__Excerpted text__:
+-------+

I'm building a a new turntable, and thought about a whole lot of different materials to make it out of, finally siding with composites I decided to use a sandwhich-core of balsawood, laminated using carbon fiber, to make a lightweight, rigid plinth. This technique is used in all kinds of vibartion specific applications in aerospace (747 passenger compartment) floorboards in corvette. It is lightweight, rigid, strong, and has high-damping characteristics.

I constructed a plinth made from layers of balsawood, leaving a channel in the center of the construction. WIthin this, I added a mix of sand and silicone, topped off so it was level, then sealed with another thin layer of balsa. The final core is pretty solid and dead. Its fully sanded and shaped, ready for me to lay up the fibers.

I've been having second thoughts about using carbon fiber, however. Its very expensive and hard to find right now. The reason I've been told is due to an "international carbon fiber shortage." I've never used carbon fiber, and would hate to make any expensive mistakes.

+-------+

__Instructions__:
• A. In the turntable plinth post, what was mixed together and placed in the channel at the center of the balsawood layers?
• B. Condense the paragraph of the turntable plinth post that begins "I constructed a plinth made from layers of balsawood" into a short bulleted list that keeps its main facts.
• C. Continue the turntable plinth post from the point where it ends.

[Image object location entries]

+-------+

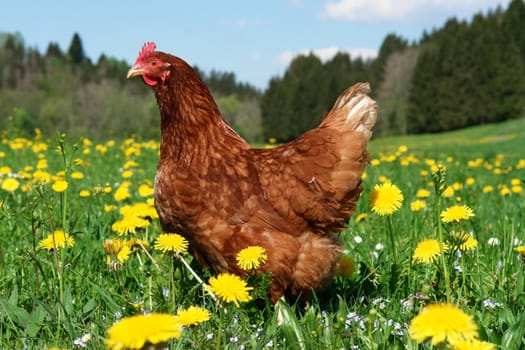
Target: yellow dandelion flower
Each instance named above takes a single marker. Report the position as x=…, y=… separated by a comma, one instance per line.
x=470, y=181
x=101, y=148
x=473, y=345
x=59, y=186
x=417, y=205
x=109, y=207
x=77, y=175
x=456, y=213
x=383, y=179
x=504, y=190
x=10, y=184
x=126, y=174
x=520, y=250
x=192, y=316
x=56, y=240
x=361, y=217
x=124, y=253
x=230, y=288
x=136, y=331
x=386, y=199
x=251, y=258
x=427, y=251
x=442, y=322
x=171, y=242
x=129, y=224
x=488, y=188
x=465, y=240
x=448, y=192
x=422, y=193
x=4, y=170
x=42, y=164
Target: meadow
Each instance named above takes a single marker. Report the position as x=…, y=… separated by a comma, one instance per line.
x=452, y=235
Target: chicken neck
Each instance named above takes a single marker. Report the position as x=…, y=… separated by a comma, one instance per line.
x=191, y=123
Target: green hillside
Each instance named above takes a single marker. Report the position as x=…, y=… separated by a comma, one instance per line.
x=506, y=137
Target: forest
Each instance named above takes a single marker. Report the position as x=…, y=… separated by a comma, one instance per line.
x=463, y=74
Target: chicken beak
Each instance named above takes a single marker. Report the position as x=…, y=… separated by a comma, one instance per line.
x=134, y=71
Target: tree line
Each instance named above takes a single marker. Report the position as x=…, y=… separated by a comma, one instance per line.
x=465, y=73
x=66, y=91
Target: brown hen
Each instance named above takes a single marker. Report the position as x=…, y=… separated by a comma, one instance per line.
x=223, y=195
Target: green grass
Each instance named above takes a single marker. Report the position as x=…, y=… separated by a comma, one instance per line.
x=54, y=298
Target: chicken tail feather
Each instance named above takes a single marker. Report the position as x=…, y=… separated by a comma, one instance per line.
x=354, y=110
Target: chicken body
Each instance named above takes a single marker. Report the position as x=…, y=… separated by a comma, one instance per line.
x=224, y=195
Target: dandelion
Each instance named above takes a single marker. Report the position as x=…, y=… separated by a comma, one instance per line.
x=56, y=240
x=448, y=192
x=251, y=258
x=124, y=253
x=59, y=186
x=386, y=199
x=470, y=181
x=442, y=322
x=137, y=331
x=493, y=241
x=361, y=217
x=192, y=316
x=456, y=213
x=10, y=184
x=473, y=345
x=230, y=288
x=487, y=189
x=465, y=240
x=417, y=205
x=427, y=251
x=520, y=250
x=171, y=242
x=77, y=175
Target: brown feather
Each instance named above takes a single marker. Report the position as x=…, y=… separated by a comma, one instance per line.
x=223, y=195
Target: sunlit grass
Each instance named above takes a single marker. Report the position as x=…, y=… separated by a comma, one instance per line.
x=115, y=263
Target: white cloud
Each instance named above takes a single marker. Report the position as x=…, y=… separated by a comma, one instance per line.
x=363, y=10
x=325, y=54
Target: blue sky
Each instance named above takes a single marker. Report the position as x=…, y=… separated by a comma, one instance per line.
x=254, y=39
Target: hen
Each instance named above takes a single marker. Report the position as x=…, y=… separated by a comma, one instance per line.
x=223, y=195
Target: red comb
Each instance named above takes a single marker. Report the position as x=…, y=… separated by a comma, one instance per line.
x=147, y=48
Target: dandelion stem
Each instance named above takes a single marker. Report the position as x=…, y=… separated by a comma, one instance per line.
x=196, y=276
x=149, y=256
x=440, y=185
x=392, y=238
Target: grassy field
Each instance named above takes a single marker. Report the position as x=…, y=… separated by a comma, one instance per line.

+-------+

__Answers to the exercise__:
• A. A mix of sand and silicone.

• B.
- Plinth built from layers of balsawood, with a channel left in the center
- Channel filled with a level mix of sand and silicone
- Filling sealed with another thin layer of balsa
- Resulting core is solid and dead
- Core is fully sanded and shaped, ready for the fiber layup

• C.
I've considered swichting to fiberglass, which I've already got lots of here leftover from other projects. I'm a bit concerned though about its effectiveness in audio applications, how it would sound. One sees carbon fiber used in a lot of audio products, but not much fiberglass. It isnt as strong as carbon fiber, or as good at damping, from the limited information I've been able to get, but much better than aluminum, for instance. I could try to compensate by making much thicker layers of the fiberglass. Does anyone have any ideas if this would work or if Im making a mistake?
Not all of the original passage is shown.